• WHAT YOU NEED TO DO
Present the listing below as a Markdown table with the columns Row and Line, numbering each line and leaving out blank lines. Begin at the start of the listing and stop after the line that contains "[411,164,494,235]".

════════

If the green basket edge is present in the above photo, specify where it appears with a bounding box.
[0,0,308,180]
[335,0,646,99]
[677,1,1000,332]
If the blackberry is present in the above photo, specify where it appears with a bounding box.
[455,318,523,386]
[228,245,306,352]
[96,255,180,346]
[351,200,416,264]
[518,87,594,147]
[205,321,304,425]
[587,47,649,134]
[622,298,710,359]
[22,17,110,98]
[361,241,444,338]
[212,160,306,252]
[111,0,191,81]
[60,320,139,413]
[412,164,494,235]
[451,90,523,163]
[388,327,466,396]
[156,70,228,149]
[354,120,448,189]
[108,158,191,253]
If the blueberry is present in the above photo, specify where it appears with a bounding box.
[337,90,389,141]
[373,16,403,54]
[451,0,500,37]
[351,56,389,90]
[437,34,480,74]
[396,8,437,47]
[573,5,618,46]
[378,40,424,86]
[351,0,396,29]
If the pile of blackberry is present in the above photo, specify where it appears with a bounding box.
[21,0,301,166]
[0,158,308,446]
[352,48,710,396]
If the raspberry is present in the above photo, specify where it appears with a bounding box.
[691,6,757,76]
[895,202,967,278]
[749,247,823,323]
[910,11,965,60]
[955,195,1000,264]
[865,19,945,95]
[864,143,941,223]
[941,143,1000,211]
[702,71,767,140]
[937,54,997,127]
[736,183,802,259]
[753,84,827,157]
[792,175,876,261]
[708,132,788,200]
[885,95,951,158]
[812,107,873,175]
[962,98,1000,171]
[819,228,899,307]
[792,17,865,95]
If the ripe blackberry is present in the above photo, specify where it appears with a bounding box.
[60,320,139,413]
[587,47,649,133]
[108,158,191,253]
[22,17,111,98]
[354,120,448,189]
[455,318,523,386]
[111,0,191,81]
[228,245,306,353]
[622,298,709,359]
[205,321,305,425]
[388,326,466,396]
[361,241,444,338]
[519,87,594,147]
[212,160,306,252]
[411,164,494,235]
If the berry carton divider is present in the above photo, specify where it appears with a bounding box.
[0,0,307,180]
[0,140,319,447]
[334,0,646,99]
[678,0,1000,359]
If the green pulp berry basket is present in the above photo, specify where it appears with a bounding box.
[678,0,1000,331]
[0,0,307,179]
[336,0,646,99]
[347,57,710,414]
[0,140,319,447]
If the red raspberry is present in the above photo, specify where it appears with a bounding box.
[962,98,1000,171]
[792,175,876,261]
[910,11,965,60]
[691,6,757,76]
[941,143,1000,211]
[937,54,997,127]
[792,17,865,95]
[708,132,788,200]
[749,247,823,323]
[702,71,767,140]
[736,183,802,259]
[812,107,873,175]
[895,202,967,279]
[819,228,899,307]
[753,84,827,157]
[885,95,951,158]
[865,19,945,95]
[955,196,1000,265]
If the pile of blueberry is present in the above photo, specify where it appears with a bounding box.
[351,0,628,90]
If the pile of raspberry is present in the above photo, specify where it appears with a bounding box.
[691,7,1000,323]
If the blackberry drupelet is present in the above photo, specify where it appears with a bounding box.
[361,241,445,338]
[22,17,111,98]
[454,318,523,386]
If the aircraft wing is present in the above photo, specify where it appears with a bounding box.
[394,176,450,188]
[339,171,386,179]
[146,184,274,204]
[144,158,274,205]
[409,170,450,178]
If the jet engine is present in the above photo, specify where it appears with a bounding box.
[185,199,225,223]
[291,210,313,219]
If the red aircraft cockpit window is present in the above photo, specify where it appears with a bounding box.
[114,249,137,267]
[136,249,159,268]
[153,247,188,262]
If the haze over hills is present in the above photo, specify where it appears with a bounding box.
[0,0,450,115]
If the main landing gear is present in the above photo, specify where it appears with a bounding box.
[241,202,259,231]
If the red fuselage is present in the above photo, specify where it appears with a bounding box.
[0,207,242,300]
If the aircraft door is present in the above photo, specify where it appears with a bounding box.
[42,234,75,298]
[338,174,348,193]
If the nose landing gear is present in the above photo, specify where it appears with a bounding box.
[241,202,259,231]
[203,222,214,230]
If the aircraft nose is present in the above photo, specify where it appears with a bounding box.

════════

• THE RESPONSE
| Row | Line |
|---|---|
| 1 | If the green basket edge is present in the above photo, specify where it appears with a bounding box. |
| 2 | [0,0,308,180] |
| 3 | [335,0,646,99] |
| 4 | [677,1,1000,332] |
| 5 | If the blackberry is present in the above photo, specify where it appears with a bounding box. |
| 6 | [455,318,523,386] |
| 7 | [228,245,306,352] |
| 8 | [96,255,180,346] |
| 9 | [351,200,416,264] |
| 10 | [518,87,594,147] |
| 11 | [205,321,304,425] |
| 12 | [587,47,649,134] |
| 13 | [622,298,710,359] |
| 14 | [22,17,110,98] |
| 15 | [361,241,444,338] |
| 16 | [212,160,306,252] |
| 17 | [111,0,191,81] |
| 18 | [60,320,139,413] |
| 19 | [412,164,494,235] |
| 20 | [451,90,523,163] |
| 21 | [388,327,466,396] |
| 22 | [156,70,228,149] |
| 23 | [354,120,448,189] |
| 24 | [108,158,191,253] |
| 25 | If the blueberry is present in the above photo, specify where it appears with a bounding box. |
| 26 | [337,90,389,141] |
| 27 | [373,16,403,54] |
| 28 | [451,0,500,37] |
| 29 | [351,56,389,90] |
| 30 | [437,34,480,74] |
| 31 | [396,8,437,47] |
| 32 | [573,5,618,46] |
| 33 | [378,40,424,86] |
| 34 | [351,0,396,29] |
| 35 | If the pile of blackberry is present in the above photo, specify where it appears with a bounding box. |
| 36 | [21,0,301,166] |
| 37 | [0,158,308,446] |
| 38 | [352,48,710,396] |
| 39 | If the raspberry is present in the above photo, specify where it appears with a bounding box. |
| 40 | [691,6,757,76] |
| 41 | [895,202,967,278] |
| 42 | [749,247,823,323] |
| 43 | [910,11,965,60] |
| 44 | [955,195,1000,264] |
| 45 | [865,19,945,95] |
| 46 | [864,143,941,223] |
| 47 | [941,143,1000,211] |
| 48 | [702,71,767,140] |
| 49 | [937,54,997,127] |
| 50 | [736,183,802,259] |
| 51 | [753,84,827,157] |
| 52 | [792,175,876,261] |
| 53 | [708,132,788,200] |
| 54 | [885,95,951,158] |
| 55 | [812,107,873,175] |
| 56 | [962,98,1000,171] |
| 57 | [819,228,899,307] |
| 58 | [792,17,865,95] |
| 59 | If the ripe blackberry is present in the above photo, specify where it appears with a bounding box. |
| 60 | [60,320,139,413] |
| 61 | [587,47,649,133] |
| 62 | [108,158,191,253] |
| 63 | [22,17,111,98] |
| 64 | [354,120,448,189] |
| 65 | [455,318,523,386] |
| 66 | [111,0,191,81] |
| 67 | [228,245,306,353] |
| 68 | [622,298,709,359] |
| 69 | [205,321,305,425] |
| 70 | [388,326,466,396] |
| 71 | [361,241,444,338] |
| 72 | [519,87,594,147] |
| 73 | [212,160,306,252] |
| 74 | [411,164,494,235] |